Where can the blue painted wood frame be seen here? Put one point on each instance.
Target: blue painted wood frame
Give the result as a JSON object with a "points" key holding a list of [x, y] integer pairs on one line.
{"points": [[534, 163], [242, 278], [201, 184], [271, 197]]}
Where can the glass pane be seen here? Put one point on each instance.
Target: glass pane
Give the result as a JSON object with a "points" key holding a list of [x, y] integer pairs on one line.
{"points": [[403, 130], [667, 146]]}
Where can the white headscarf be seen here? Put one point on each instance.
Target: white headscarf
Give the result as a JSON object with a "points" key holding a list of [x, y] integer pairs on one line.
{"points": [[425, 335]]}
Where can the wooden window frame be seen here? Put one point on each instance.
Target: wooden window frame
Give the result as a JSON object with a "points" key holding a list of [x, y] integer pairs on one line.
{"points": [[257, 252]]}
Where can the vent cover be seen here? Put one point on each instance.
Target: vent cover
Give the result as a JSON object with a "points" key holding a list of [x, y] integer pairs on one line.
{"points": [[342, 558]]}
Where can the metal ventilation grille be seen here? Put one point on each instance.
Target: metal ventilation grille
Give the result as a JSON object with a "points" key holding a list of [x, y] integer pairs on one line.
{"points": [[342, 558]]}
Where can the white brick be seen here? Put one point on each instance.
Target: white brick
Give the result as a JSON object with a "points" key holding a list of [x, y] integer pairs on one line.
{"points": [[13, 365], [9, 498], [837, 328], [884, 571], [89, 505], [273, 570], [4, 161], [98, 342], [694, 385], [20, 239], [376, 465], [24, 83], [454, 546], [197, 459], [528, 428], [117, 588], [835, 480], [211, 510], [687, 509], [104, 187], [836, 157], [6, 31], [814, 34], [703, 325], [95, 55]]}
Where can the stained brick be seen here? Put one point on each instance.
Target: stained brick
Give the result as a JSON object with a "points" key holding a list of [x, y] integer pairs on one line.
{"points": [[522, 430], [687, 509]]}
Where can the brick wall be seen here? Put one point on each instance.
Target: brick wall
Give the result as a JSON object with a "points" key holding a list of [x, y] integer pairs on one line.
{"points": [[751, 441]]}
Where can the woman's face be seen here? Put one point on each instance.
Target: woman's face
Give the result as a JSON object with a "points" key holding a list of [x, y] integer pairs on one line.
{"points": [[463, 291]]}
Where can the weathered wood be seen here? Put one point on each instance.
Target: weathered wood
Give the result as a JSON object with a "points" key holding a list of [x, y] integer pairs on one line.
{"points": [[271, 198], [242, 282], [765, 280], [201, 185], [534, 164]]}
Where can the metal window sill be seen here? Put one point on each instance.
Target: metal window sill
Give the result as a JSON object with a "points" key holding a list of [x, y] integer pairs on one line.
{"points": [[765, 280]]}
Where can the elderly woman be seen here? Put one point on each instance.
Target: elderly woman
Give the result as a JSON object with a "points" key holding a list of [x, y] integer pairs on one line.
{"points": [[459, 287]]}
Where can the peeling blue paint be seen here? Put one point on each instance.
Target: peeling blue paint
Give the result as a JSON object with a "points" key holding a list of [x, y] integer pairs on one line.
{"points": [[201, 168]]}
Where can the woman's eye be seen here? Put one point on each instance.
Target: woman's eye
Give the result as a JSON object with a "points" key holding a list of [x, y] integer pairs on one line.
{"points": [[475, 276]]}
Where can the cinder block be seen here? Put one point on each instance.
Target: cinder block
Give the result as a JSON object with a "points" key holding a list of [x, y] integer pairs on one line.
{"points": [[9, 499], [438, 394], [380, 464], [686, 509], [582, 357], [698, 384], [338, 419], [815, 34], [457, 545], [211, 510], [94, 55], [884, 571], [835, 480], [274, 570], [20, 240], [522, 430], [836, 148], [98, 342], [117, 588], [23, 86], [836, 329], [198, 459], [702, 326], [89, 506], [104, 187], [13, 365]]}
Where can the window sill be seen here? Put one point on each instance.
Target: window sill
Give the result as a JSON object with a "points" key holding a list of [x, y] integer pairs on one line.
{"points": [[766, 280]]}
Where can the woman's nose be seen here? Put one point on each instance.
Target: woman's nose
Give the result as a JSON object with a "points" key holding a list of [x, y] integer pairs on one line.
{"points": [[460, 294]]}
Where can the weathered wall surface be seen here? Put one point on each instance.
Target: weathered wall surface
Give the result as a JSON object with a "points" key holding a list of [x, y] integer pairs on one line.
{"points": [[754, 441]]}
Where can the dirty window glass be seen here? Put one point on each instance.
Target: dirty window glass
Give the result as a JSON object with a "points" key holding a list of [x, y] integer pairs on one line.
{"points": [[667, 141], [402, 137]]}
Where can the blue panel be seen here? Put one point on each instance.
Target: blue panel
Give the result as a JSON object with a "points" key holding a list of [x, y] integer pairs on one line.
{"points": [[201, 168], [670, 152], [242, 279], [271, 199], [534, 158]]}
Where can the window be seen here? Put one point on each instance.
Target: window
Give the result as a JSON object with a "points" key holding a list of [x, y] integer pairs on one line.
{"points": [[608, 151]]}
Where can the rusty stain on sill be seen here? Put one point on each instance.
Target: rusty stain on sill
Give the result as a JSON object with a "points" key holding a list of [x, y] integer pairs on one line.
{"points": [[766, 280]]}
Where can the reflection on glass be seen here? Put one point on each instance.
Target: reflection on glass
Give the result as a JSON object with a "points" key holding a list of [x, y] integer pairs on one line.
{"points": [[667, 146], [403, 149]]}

☆ ☆ ☆

About this task »
Quote the listing above, but only from the line that shows "Where can the woman's eye" through the line that shows "Target: cinder block".

Finished exercise »
Where can the woman's eye be seen here? Put one point on each instance.
Target: woman's eye
Give the result as a JSON object with a "points" key holding a list of [x, y] integer pairs on one line.
{"points": [[475, 276]]}
Where can the cinder block be seen here? Put one point on each instance.
Target: cinder block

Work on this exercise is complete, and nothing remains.